Try it
The expected answer is the set of lines in the data below between the line holding "Query: long low building with grey roof" and the line holding "Every instance of the residential", inclusive, written out exactly.

===== Record set

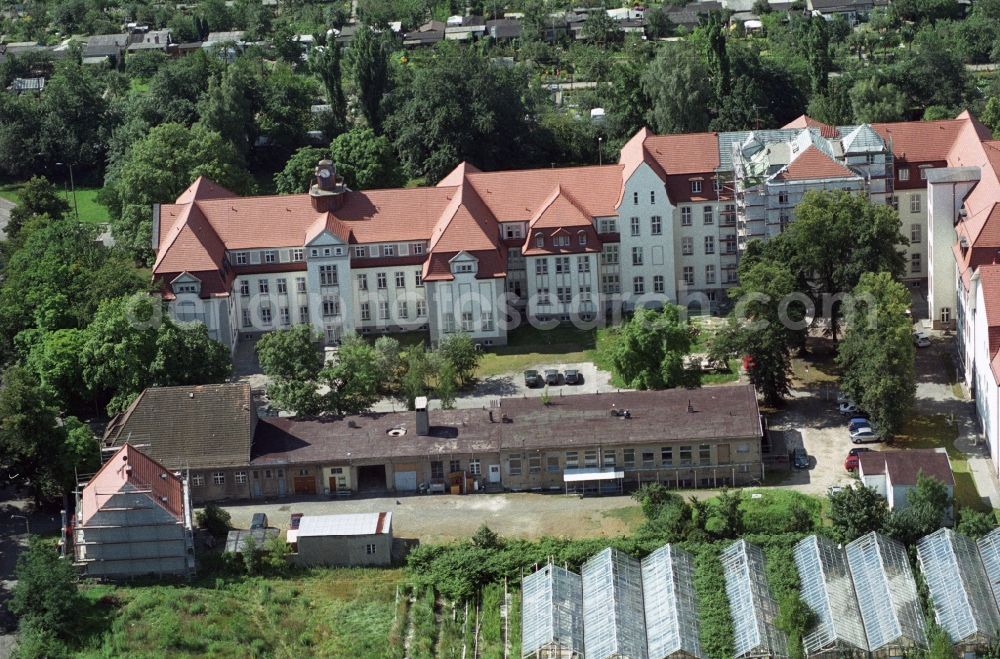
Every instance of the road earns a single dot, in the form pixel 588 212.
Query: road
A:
pixel 13 537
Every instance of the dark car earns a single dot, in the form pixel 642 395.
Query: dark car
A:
pixel 857 422
pixel 854 457
pixel 800 458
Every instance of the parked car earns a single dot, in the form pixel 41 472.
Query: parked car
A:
pixel 853 458
pixel 800 459
pixel 863 434
pixel 858 421
pixel 848 407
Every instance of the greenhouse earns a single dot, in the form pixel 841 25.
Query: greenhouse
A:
pixel 613 623
pixel 959 590
pixel 828 591
pixel 751 605
pixel 669 602
pixel 552 614
pixel 989 552
pixel 887 595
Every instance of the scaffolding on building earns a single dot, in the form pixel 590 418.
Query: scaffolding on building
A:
pixel 669 604
pixel 751 605
pixel 552 614
pixel 887 594
pixel 613 621
pixel 828 591
pixel 989 553
pixel 959 589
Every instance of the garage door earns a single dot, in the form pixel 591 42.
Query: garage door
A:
pixel 406 481
pixel 304 485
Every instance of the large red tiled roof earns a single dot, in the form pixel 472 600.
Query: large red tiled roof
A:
pixel 465 225
pixel 131 470
pixel 804 121
pixel 813 164
pixel 692 153
pixel 514 196
pixel 921 141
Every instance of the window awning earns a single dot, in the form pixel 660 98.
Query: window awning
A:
pixel 577 475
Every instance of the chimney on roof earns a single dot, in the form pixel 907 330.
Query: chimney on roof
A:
pixel 423 420
pixel 327 193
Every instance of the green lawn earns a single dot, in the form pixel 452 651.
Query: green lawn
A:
pixel 324 613
pixel 529 346
pixel 933 431
pixel 91 211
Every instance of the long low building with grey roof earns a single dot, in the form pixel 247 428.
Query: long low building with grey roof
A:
pixel 706 437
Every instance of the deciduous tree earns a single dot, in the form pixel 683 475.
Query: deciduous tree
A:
pixel 366 161
pixel 649 352
pixel 679 90
pixel 855 511
pixel 877 352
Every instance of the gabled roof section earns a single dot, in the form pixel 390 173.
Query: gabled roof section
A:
pixel 920 141
pixel 131 470
pixel 204 188
pixel 200 427
pixel 863 139
pixel 559 210
pixel 328 222
pixel 190 244
pixel 804 121
pixel 634 153
pixel 465 225
pixel 514 196
pixel 812 164
pixel 693 153
pixel 457 175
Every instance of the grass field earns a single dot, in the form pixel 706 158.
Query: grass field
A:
pixel 91 211
pixel 528 346
pixel 324 613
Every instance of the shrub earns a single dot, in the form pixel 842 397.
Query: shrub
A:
pixel 214 519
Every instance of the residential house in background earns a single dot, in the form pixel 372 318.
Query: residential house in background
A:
pixel 700 438
pixel 667 222
pixel 205 431
pixel 133 518
pixel 893 474
pixel 357 539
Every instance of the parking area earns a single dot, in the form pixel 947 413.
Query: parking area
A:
pixel 440 517
pixel 940 417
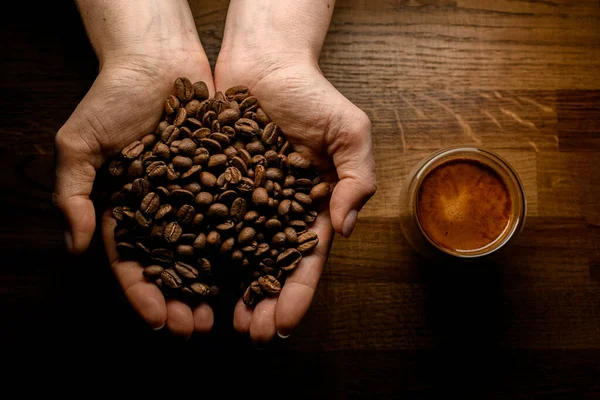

==========

Exercise response
Query: long low building with grey roof
A:
pixel 706 437
Every instance of the deciduous tree earns a single dot, in the form pixel 683 475.
Query: deciduous tree
A:
pixel 366 161
pixel 649 352
pixel 679 90
pixel 855 511
pixel 877 352
Every instance of the gabled roof section earns a single dot, in the form pixel 390 173.
Query: gabled roof section
A:
pixel 920 141
pixel 131 470
pixel 204 188
pixel 200 427
pixel 863 139
pixel 559 210
pixel 328 222
pixel 190 244
pixel 804 121
pixel 634 153
pixel 465 225
pixel 514 196
pixel 812 164
pixel 693 153
pixel 457 175
Every instance of the grass field earns a single dot, in the form pixel 706 158.
Query: grass field
A:
pixel 91 211
pixel 528 346
pixel 324 613
Every instance of the shrub earns a single dot, in the form pixel 842 397.
Query: shrub
A:
pixel 214 519
Every instance of the residential house in background earns a single dot, in the form pixel 372 318.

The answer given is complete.